== What the task requires ==
Below are records to repeat exactly. Omit the pictures from the copy.

Location labeling records:
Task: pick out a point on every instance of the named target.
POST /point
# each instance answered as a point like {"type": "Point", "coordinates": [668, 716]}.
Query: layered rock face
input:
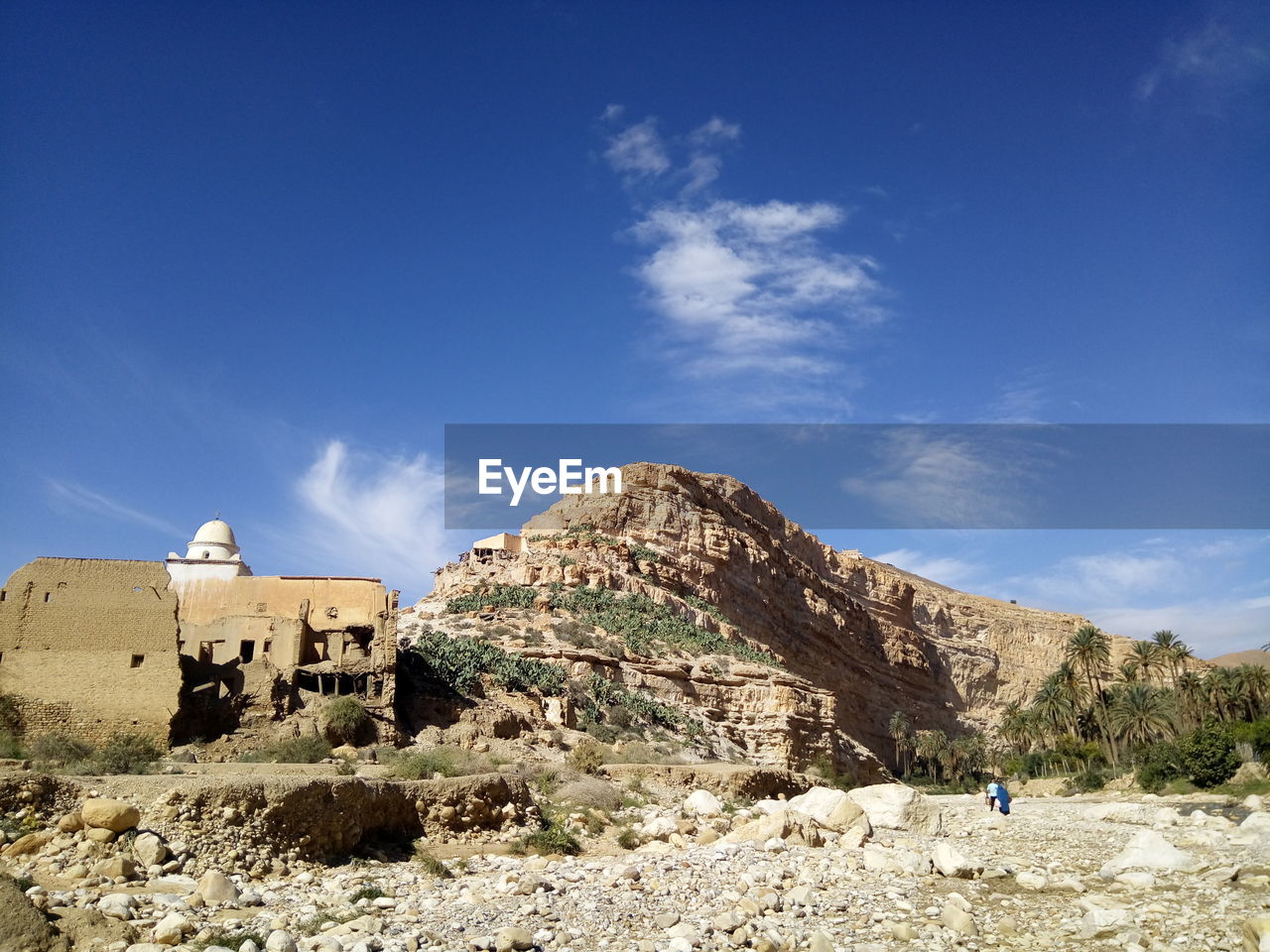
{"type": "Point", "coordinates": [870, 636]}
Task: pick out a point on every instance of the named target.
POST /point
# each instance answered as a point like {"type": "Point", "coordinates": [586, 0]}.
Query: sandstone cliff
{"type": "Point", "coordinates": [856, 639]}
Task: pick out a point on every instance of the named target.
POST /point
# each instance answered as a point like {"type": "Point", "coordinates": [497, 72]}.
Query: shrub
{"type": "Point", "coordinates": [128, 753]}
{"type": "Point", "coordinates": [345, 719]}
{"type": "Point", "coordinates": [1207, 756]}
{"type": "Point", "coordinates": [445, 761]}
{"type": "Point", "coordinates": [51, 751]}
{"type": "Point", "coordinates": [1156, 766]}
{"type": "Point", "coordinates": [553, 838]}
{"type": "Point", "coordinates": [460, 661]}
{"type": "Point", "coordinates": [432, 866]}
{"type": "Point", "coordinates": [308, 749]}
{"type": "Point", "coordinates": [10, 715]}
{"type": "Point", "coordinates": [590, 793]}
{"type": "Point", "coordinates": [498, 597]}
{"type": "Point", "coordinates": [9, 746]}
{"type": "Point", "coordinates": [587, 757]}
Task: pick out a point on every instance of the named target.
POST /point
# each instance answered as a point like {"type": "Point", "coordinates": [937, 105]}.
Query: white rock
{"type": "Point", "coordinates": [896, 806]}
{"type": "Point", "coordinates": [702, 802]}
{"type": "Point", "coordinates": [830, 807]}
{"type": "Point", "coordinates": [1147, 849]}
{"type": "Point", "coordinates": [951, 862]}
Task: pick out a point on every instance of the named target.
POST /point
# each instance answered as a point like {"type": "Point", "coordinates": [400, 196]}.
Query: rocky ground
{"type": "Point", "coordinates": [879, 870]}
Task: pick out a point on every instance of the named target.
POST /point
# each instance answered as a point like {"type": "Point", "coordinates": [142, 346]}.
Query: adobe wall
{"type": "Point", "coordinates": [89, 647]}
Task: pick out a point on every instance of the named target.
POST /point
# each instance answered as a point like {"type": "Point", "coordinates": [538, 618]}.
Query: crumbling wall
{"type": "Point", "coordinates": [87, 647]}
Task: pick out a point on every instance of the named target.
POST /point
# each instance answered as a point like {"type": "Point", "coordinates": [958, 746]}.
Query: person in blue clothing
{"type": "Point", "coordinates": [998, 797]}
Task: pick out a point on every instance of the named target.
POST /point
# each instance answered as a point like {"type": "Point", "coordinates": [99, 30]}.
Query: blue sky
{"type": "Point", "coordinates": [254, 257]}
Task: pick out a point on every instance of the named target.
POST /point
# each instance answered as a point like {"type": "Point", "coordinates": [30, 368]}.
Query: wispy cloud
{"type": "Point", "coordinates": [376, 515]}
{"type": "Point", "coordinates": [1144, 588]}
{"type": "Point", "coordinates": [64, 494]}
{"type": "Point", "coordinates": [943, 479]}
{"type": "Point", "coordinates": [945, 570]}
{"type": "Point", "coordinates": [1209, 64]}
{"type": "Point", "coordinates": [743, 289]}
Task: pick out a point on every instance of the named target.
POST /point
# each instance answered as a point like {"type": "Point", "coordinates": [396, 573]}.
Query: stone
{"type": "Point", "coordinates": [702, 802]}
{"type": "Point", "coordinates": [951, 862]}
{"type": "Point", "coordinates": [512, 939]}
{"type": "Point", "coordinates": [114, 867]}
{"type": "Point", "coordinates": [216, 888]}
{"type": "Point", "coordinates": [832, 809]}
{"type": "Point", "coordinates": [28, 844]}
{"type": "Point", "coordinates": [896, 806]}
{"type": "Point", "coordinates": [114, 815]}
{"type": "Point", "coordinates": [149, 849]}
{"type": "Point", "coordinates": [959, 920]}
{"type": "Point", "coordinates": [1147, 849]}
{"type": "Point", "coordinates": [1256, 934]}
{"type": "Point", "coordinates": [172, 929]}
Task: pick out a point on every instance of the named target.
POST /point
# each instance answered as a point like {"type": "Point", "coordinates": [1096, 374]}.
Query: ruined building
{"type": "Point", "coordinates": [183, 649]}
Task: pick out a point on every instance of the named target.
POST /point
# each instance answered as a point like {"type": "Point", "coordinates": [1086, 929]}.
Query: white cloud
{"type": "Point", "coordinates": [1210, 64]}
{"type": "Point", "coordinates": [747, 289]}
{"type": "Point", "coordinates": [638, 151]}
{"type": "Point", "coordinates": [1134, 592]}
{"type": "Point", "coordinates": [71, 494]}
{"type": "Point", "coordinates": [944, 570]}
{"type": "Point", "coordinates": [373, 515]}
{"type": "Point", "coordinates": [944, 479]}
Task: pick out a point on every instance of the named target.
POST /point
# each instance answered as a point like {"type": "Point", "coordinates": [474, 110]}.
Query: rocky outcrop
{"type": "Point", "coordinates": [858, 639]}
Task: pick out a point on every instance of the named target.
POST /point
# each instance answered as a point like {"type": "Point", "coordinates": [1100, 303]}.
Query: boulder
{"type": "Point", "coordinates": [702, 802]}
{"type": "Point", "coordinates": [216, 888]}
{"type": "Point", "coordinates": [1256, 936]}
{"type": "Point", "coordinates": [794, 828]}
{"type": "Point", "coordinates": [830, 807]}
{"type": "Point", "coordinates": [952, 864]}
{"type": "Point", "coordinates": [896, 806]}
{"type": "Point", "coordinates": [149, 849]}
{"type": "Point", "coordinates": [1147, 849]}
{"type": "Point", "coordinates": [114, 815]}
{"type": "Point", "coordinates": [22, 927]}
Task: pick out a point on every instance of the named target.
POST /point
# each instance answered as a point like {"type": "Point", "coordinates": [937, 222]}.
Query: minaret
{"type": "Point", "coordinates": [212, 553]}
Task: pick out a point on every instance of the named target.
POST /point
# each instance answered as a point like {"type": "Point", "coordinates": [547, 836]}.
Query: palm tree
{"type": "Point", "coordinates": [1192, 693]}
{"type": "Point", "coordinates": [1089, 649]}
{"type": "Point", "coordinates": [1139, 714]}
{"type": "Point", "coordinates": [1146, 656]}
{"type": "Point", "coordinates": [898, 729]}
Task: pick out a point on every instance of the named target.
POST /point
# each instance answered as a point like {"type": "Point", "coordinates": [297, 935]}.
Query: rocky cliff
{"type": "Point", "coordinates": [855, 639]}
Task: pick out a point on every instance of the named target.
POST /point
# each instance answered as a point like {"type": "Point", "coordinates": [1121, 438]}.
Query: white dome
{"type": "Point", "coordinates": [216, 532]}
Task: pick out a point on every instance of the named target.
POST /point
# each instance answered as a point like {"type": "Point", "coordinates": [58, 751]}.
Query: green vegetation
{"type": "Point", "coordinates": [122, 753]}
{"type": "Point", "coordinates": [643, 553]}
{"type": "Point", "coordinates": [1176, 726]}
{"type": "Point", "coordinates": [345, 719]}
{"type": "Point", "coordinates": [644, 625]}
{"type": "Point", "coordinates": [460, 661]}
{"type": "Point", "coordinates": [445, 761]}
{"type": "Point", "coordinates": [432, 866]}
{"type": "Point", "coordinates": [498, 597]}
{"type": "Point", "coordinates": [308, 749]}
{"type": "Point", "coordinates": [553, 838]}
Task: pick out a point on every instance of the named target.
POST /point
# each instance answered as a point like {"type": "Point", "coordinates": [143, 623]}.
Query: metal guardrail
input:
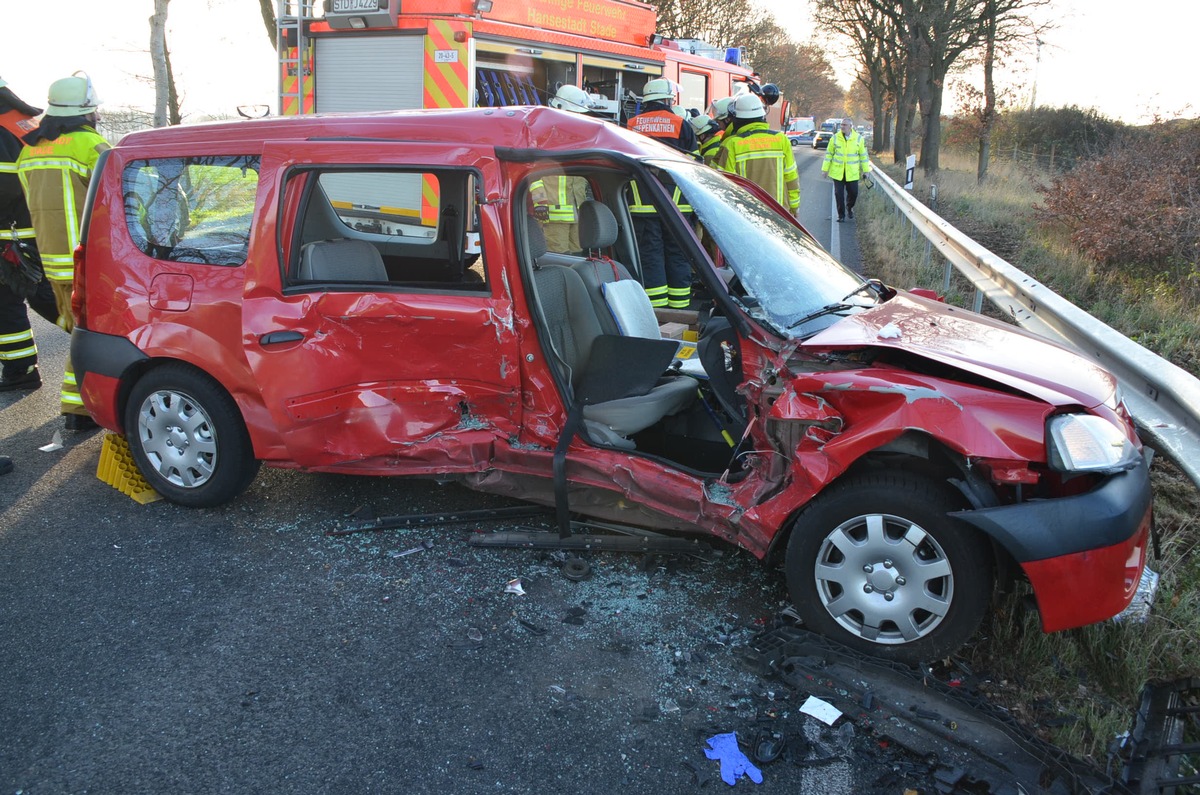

== Task result ==
Task: pick out a point on every instance of the named target.
POST /point
# each instance answered as a point like {"type": "Point", "coordinates": [668, 716]}.
Query: layered rock face
input:
{"type": "Point", "coordinates": [870, 636]}
Task: pick out a point on every instance of the named target.
POST /point
# each instance answered as a point like {"type": "Point", "coordinates": [586, 0]}.
Query: sandstone cliff
{"type": "Point", "coordinates": [856, 639]}
Task: pick out a point on every instance of the named target.
POST /point
# each instance answered as a point like {"type": "Point", "coordinates": [497, 72]}.
Query: shrub
{"type": "Point", "coordinates": [128, 753]}
{"type": "Point", "coordinates": [345, 719]}
{"type": "Point", "coordinates": [1207, 756]}
{"type": "Point", "coordinates": [445, 761]}
{"type": "Point", "coordinates": [51, 751]}
{"type": "Point", "coordinates": [1156, 766]}
{"type": "Point", "coordinates": [553, 838]}
{"type": "Point", "coordinates": [460, 661]}
{"type": "Point", "coordinates": [432, 866]}
{"type": "Point", "coordinates": [308, 749]}
{"type": "Point", "coordinates": [10, 715]}
{"type": "Point", "coordinates": [590, 793]}
{"type": "Point", "coordinates": [498, 597]}
{"type": "Point", "coordinates": [9, 746]}
{"type": "Point", "coordinates": [587, 757]}
Task: pick out a point on every instance of the named target.
POST /point
# each instance answered as a point like {"type": "Point", "coordinates": [937, 105]}.
Query: white rock
{"type": "Point", "coordinates": [896, 806]}
{"type": "Point", "coordinates": [702, 802]}
{"type": "Point", "coordinates": [830, 807]}
{"type": "Point", "coordinates": [1147, 849]}
{"type": "Point", "coordinates": [951, 862]}
Task: pick out a point on every instance of the named target.
POST /point
# each instance answered as a point like {"type": "Point", "coordinates": [400, 196]}.
Query: rocky ground
{"type": "Point", "coordinates": [879, 870]}
Task: pick out a point on every instance of the named target.
POST /point
# each instance answered as a point like {"type": "Point", "coordinates": [142, 346]}.
Query: adobe wall
{"type": "Point", "coordinates": [89, 647]}
Task: pick out a point on every instance of the named target.
POST /point
# each instance answered as a point like {"type": "Point", "coordinates": [538, 618]}.
Query: crumbling wall
{"type": "Point", "coordinates": [87, 647]}
Task: pick out a point on every instance of the named target.
POST /point
# each instance answered as a point like {"type": "Point", "coordinates": [958, 746]}.
Query: person in blue clothing
{"type": "Point", "coordinates": [998, 797]}
Task: pick out a point on every instance of the named target.
POST /point
# each instance answered as a point like {"type": "Point", "coordinates": [99, 30]}.
Query: blue sky
{"type": "Point", "coordinates": [254, 257]}
Task: pick out a point on every instance of the named target.
POST /point
# each instance answered as a point like {"type": "Point", "coordinates": [30, 368]}.
Query: wispy cloud
{"type": "Point", "coordinates": [376, 515]}
{"type": "Point", "coordinates": [1144, 588]}
{"type": "Point", "coordinates": [64, 494]}
{"type": "Point", "coordinates": [943, 479]}
{"type": "Point", "coordinates": [945, 570]}
{"type": "Point", "coordinates": [1209, 64]}
{"type": "Point", "coordinates": [743, 289]}
Task: pick out a point on every instance of the named target.
POST /point
# each instance answered as a point like {"type": "Point", "coordinates": [396, 573]}.
Query: stone
{"type": "Point", "coordinates": [702, 802]}
{"type": "Point", "coordinates": [951, 862]}
{"type": "Point", "coordinates": [512, 939]}
{"type": "Point", "coordinates": [114, 867]}
{"type": "Point", "coordinates": [216, 888]}
{"type": "Point", "coordinates": [832, 809]}
{"type": "Point", "coordinates": [28, 844]}
{"type": "Point", "coordinates": [896, 806]}
{"type": "Point", "coordinates": [114, 815]}
{"type": "Point", "coordinates": [149, 849]}
{"type": "Point", "coordinates": [959, 920]}
{"type": "Point", "coordinates": [1147, 849]}
{"type": "Point", "coordinates": [1256, 934]}
{"type": "Point", "coordinates": [172, 929]}
Task: pick out a point on every instance of the named target.
POST /point
# each instance answered as a point like {"type": "Point", "coordinates": [1096, 374]}.
Query: ruined building
{"type": "Point", "coordinates": [183, 649]}
Task: pick out a point on every instance of the named target.
POST /point
# each instance answered as a point like {"type": "Point", "coordinates": [1086, 929]}.
Query: white cloud
{"type": "Point", "coordinates": [1210, 64]}
{"type": "Point", "coordinates": [747, 289]}
{"type": "Point", "coordinates": [638, 151]}
{"type": "Point", "coordinates": [1134, 592]}
{"type": "Point", "coordinates": [71, 494]}
{"type": "Point", "coordinates": [944, 570]}
{"type": "Point", "coordinates": [373, 515]}
{"type": "Point", "coordinates": [944, 479]}
Task: pick out a point on every instance of the named target.
POST /point
# each instance answered as a point like {"type": "Point", "coordinates": [474, 110]}.
Query: rocky outcrop
{"type": "Point", "coordinates": [858, 639]}
Task: pick out a point on every instance of the named target.
POST /point
# each instance answered as a point like {"type": "Point", "coordinates": [1100, 303]}.
Query: boulder
{"type": "Point", "coordinates": [702, 802]}
{"type": "Point", "coordinates": [216, 888]}
{"type": "Point", "coordinates": [1256, 936]}
{"type": "Point", "coordinates": [794, 828]}
{"type": "Point", "coordinates": [830, 807]}
{"type": "Point", "coordinates": [952, 864]}
{"type": "Point", "coordinates": [896, 806]}
{"type": "Point", "coordinates": [149, 849]}
{"type": "Point", "coordinates": [1147, 849]}
{"type": "Point", "coordinates": [114, 815]}
{"type": "Point", "coordinates": [22, 927]}
Task: pick out a point on every instance of the named target.
POST /point
# each instance answered as a point like {"type": "Point", "coordinates": [937, 222]}.
Query: minaret
{"type": "Point", "coordinates": [212, 553]}
Task: pick out a point on every instance of the named target.
POST /point
# each instance answered as a point like {"type": "Point", "coordinates": [547, 836]}.
Query: palm tree
{"type": "Point", "coordinates": [1192, 693]}
{"type": "Point", "coordinates": [1089, 649]}
{"type": "Point", "coordinates": [1139, 714]}
{"type": "Point", "coordinates": [1146, 656]}
{"type": "Point", "coordinates": [898, 729]}
Task: pick out a point on every instance of the named target.
POST /point
# each instance answered as a point like {"type": "Point", "coordinates": [297, 935]}.
Query: rocky cliff
{"type": "Point", "coordinates": [855, 639]}
Task: pick out a point on every instance of the named target.
POST /point
# each instance answered as a point like {"type": "Point", "coordinates": [1121, 438]}.
Query: white dome
{"type": "Point", "coordinates": [216, 532]}
Task: pick out a point on every instance of the named target.
POST /point
# each instance answered as a point like {"type": "Point", "coordinates": [58, 751]}.
Query: green vegetation
{"type": "Point", "coordinates": [122, 753]}
{"type": "Point", "coordinates": [643, 553]}
{"type": "Point", "coordinates": [1176, 726]}
{"type": "Point", "coordinates": [345, 719]}
{"type": "Point", "coordinates": [644, 625]}
{"type": "Point", "coordinates": [460, 661]}
{"type": "Point", "coordinates": [445, 761]}
{"type": "Point", "coordinates": [432, 866]}
{"type": "Point", "coordinates": [498, 597]}
{"type": "Point", "coordinates": [308, 749]}
{"type": "Point", "coordinates": [553, 838]}
Task: pick out a point on every instance of the named target.
POST /point
# each instance answered as a point like {"type": "Point", "coordinates": [143, 623]}.
Query: metal guardrail
input:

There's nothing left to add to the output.